---------- TASK MATERIAL ----------

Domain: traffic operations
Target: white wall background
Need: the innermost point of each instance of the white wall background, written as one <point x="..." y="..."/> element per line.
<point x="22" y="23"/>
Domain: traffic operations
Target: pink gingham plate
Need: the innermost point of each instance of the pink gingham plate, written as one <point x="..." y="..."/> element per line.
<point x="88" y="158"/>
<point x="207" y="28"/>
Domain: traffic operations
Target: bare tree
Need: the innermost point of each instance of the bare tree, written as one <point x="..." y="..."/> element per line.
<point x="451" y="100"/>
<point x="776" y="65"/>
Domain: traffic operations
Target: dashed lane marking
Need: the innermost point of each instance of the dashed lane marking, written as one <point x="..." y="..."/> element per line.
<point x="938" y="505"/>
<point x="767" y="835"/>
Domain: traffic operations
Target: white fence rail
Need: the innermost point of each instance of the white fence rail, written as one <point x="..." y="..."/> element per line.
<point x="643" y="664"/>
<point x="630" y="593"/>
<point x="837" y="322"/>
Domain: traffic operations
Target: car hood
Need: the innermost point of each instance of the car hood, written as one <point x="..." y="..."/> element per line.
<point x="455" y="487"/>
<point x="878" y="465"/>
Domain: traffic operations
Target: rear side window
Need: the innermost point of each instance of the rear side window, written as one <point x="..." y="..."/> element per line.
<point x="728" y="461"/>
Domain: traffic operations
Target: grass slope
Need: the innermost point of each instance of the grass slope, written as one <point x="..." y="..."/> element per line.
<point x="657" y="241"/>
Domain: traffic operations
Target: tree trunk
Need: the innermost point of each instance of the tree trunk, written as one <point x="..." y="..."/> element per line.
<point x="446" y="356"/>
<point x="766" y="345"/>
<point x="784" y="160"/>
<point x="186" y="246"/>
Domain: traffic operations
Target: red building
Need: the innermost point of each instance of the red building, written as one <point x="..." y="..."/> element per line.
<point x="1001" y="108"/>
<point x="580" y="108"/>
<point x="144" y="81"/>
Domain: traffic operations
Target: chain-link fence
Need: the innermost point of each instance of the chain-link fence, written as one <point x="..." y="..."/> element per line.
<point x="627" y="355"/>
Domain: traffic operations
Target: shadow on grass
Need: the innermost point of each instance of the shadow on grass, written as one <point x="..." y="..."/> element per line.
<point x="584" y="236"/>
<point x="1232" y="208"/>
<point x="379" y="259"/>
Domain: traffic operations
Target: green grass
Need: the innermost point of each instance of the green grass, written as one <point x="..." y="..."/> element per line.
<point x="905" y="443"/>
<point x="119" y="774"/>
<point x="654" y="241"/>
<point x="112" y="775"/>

----------

◆ **WORK TO BE COMPLETED**:
Each line of the material should be echoed exactly.

◆ **SOLUTION FOR THIS EXERCISE**:
Domain: traffic operations
Target: white wall background
Need: the innermost point of each instance of the white wall background, written as one <point x="..." y="..."/> element per line.
<point x="22" y="23"/>
Domain: traffic operations
Target: pink gingham plate
Need: the innermost point of each instance of the pink gingham plate, written as one <point x="..." y="..."/> element per line.
<point x="88" y="158"/>
<point x="207" y="28"/>
Domain: traffic operations
Target: bare tree
Need: the innermost point of each instance of the bare tree, written as one <point x="..." y="..."/> element per line.
<point x="451" y="100"/>
<point x="776" y="65"/>
Domain: traffic operations
Target: dashed lane marking
Need: the innermost point of each instance of the dashed lane marking, written as one <point x="..." y="..."/> element per line.
<point x="938" y="505"/>
<point x="767" y="835"/>
Domain: traffic operations
Target: white fence rail
Need: the innermost point of each instance of the white fence rail, written as one <point x="..." y="..."/> element per line.
<point x="643" y="664"/>
<point x="630" y="593"/>
<point x="837" y="322"/>
Domain: traffic operations
Target: car hood
Need: the innermost point of each instance of the car hood, written as one <point x="..." y="..."/> element per line.
<point x="455" y="487"/>
<point x="878" y="465"/>
Domain: traffic operations
Target: rear side window
Need: the innermost point of each instance of the rear side window, written as one <point x="..." y="..."/> element per line.
<point x="728" y="461"/>
Domain: traffic operations
Target: grass slope
Need: the innermost point of each instance of the grass slope, written as one <point x="..." y="..."/> element per line.
<point x="657" y="241"/>
Domain: traffic operations
Target: tree trunk
Need: the innermost point of each instance of the tree trunk, written as one <point x="..." y="..."/> element per line.
<point x="446" y="356"/>
<point x="766" y="345"/>
<point x="784" y="160"/>
<point x="186" y="246"/>
Domain: traffic operations
Target: red building
Need: the innermost point of each instance of the red building, written as one <point x="..." y="..."/> element per line.
<point x="1001" y="108"/>
<point x="580" y="108"/>
<point x="144" y="81"/>
Domain: traffic operations
Target: chain-link fence
Need: the innermost point of each instance of the chain-link fence, written as one <point x="..." y="..."/> element per line.
<point x="627" y="355"/>
Domain: traffic operations
Target: shadow on grass
Need: the innermost point of each instance of the shadow on grass, written as one <point x="..." y="..."/> element per line.
<point x="584" y="236"/>
<point x="1232" y="208"/>
<point x="379" y="259"/>
Domain: traffic operations
Target: green grass
Need: the innermost point of each instance of the green grass, written as one <point x="..." y="..."/> element per line.
<point x="905" y="443"/>
<point x="119" y="774"/>
<point x="654" y="241"/>
<point x="112" y="775"/>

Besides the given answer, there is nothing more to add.